• [What to do]: Format the lines from the one containing "Task: Detect the car roof" through the one containing "[64,287,86,321]", both included, as a numbered list that leaves out any blank lines.

┄┄┄┄┄┄

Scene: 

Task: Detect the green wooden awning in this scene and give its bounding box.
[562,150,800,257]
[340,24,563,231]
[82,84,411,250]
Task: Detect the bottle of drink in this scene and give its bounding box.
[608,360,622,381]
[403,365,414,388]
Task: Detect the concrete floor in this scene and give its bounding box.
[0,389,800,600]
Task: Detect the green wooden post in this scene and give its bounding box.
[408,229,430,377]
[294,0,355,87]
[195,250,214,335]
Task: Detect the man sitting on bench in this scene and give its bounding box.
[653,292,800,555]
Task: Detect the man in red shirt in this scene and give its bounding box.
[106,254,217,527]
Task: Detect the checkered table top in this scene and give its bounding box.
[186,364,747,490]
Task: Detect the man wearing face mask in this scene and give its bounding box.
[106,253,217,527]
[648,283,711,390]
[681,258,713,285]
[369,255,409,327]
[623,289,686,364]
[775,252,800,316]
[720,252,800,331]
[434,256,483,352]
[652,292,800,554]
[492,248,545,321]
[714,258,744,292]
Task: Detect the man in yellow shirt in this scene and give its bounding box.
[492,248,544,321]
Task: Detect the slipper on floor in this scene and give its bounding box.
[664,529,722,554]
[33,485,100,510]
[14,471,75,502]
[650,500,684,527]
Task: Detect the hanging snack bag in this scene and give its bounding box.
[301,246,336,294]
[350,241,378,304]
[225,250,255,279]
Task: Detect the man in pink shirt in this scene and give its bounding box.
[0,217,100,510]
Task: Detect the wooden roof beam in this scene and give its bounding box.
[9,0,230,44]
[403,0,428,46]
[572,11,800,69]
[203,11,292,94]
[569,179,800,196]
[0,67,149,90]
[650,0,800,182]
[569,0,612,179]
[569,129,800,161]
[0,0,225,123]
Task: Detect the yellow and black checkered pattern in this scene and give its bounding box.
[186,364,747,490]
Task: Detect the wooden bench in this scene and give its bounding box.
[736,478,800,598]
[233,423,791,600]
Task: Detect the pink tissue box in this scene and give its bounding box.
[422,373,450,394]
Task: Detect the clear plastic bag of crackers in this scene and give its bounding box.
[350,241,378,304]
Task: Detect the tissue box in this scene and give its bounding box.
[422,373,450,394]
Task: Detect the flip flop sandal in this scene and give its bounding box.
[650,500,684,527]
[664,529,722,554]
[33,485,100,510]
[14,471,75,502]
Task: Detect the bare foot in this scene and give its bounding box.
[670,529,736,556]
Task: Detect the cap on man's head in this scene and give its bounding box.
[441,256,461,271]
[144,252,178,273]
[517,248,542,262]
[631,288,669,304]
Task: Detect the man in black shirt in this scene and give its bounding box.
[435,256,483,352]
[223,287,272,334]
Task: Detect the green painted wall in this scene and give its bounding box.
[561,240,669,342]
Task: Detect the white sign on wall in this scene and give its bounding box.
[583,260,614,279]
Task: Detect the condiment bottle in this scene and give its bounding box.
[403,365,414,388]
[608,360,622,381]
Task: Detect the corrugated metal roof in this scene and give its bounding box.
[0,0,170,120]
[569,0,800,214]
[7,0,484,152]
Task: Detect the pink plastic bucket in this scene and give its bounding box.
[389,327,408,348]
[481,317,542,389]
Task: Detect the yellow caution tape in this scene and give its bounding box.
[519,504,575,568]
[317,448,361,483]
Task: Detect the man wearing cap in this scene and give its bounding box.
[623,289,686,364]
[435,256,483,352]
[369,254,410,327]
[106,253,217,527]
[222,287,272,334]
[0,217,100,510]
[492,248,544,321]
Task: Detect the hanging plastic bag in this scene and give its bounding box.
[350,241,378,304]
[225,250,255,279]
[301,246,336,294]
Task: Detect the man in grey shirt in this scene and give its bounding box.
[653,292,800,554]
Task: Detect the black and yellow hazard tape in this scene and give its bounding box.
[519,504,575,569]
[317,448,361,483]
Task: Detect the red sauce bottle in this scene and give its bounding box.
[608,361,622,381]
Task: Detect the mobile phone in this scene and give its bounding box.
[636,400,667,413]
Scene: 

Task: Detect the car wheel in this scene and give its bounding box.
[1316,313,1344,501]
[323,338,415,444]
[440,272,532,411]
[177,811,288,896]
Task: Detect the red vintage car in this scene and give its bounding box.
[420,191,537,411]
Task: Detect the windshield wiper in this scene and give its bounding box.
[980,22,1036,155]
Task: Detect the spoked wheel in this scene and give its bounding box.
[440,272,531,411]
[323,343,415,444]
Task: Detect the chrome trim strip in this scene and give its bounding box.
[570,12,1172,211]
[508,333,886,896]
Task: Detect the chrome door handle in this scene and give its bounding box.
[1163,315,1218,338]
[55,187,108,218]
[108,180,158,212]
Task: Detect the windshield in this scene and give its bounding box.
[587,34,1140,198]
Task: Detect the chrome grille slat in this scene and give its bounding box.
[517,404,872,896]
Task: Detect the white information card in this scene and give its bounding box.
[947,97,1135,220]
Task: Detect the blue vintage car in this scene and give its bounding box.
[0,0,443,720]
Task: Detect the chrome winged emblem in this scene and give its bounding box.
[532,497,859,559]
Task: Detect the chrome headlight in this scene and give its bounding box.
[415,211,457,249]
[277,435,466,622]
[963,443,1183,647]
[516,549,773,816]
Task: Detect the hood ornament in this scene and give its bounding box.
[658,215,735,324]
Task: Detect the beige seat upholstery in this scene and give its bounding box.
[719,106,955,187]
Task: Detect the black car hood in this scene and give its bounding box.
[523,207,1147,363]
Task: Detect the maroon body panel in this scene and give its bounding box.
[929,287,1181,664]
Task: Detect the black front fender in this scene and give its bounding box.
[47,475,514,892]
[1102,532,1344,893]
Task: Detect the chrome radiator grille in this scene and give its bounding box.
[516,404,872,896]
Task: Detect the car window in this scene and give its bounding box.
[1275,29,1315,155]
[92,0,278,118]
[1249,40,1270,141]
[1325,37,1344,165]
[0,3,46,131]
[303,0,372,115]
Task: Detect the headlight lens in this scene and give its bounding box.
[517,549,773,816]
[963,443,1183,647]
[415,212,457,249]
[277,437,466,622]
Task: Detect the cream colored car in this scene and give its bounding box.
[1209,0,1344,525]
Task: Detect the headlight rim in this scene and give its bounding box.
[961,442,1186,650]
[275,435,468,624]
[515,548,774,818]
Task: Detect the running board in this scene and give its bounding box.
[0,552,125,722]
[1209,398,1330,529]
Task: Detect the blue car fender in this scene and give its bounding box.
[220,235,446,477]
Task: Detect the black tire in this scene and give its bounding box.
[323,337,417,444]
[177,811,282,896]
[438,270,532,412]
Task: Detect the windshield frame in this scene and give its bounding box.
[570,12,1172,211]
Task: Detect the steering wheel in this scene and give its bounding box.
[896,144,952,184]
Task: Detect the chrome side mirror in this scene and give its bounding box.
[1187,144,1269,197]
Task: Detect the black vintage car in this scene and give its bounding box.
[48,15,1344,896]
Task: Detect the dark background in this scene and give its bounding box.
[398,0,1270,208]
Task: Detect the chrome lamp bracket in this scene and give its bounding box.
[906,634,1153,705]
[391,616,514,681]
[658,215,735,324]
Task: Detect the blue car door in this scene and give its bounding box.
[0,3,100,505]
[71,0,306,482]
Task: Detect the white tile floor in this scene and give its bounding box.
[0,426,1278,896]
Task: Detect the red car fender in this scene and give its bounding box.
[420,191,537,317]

┄┄┄┄┄┄

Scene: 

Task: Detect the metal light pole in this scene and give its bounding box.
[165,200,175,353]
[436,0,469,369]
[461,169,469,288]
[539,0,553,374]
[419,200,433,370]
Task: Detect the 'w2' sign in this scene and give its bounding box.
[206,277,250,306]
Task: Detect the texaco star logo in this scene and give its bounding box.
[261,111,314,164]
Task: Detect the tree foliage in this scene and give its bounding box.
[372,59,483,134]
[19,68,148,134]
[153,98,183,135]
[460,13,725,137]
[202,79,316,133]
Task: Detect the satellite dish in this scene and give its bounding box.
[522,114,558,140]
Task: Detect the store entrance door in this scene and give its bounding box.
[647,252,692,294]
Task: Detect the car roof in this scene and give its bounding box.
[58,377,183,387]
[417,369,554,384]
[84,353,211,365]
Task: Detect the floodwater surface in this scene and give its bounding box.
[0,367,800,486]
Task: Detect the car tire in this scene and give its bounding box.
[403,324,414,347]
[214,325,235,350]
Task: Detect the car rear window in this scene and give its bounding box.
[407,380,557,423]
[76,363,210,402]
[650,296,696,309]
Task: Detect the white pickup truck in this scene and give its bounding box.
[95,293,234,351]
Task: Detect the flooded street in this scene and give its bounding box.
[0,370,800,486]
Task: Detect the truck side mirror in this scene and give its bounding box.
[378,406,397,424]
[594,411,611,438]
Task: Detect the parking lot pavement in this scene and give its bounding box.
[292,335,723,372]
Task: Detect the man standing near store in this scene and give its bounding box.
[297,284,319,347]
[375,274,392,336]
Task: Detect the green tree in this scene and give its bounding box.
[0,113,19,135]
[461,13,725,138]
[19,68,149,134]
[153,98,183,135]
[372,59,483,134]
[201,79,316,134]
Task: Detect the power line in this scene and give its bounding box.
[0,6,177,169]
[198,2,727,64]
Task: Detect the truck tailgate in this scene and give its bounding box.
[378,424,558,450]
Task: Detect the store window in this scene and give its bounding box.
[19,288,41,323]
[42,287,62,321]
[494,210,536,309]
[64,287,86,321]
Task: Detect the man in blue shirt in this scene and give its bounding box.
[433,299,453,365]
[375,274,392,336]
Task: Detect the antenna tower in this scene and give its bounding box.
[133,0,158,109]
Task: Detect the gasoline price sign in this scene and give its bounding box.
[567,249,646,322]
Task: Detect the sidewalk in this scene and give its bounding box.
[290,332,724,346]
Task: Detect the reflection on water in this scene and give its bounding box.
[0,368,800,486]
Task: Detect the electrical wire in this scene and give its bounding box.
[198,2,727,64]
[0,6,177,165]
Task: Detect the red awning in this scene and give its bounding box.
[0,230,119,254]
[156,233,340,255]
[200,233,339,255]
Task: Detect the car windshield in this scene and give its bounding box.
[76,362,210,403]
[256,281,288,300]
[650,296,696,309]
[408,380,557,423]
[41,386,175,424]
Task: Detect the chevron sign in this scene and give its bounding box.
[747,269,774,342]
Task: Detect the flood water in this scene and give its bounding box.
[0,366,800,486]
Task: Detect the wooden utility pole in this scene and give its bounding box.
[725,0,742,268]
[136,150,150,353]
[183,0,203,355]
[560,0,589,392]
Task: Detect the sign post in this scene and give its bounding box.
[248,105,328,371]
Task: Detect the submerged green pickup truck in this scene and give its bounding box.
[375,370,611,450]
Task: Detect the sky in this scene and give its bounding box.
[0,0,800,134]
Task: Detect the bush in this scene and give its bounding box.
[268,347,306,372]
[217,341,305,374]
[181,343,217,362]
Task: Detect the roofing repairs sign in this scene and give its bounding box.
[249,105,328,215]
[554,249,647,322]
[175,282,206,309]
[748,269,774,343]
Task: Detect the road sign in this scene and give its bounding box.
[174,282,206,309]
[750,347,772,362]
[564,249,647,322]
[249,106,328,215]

┄┄┄┄┄┄

• [Solved problem]:
1. Task: Detect the car roof in this scene and give its bounding box.
2. [58,377,183,387]
3. [417,369,554,384]
4. [84,353,211,365]
5. Task: Detect the floodwater surface in this scene and give its bounding box.
6. [0,367,800,486]
7. Task: Detect the car tire in this scene and give its bounding box.
8. [403,324,414,347]
9. [214,325,235,350]
10. Task: Detect the car rear window in this scene and give its bounding box.
11. [407,380,557,423]
12. [76,363,210,402]
13. [650,296,696,309]
14. Task: Detect the white pickup truck in this scene and give its bounding box.
15. [95,293,234,351]
16. Task: Detect the flooded street in this scene and give its bounding box.
17. [0,370,800,486]
18. Task: Detect the truck side mirror in this scene and give its bounding box.
19. [378,406,397,424]
20. [594,411,611,438]
21. Task: Detect the parking lot pavement in this scene and give its bounding box.
22. [292,335,723,372]
23. Task: Detect the man standing near store in this scene and give its bounding box.
24. [297,284,319,347]
25. [375,274,392,336]
26. Task: Detect the green tree in this scene and give its bounding box.
27. [0,113,19,135]
28. [461,13,725,138]
29. [19,68,149,134]
30. [153,98,183,135]
31. [372,59,483,134]
32. [201,79,316,134]
33. Task: Detect the power line in this scene and give its bounding box.
34. [0,6,177,169]
35. [198,2,727,64]
36. Task: Detect the truck tailgate in this scene and give its bounding box.
37. [378,424,558,450]
38. Task: Detect the store window in this scene and give its bounding box.
39. [19,288,41,323]
40. [42,287,62,321]
41. [494,210,536,309]
42. [64,287,86,321]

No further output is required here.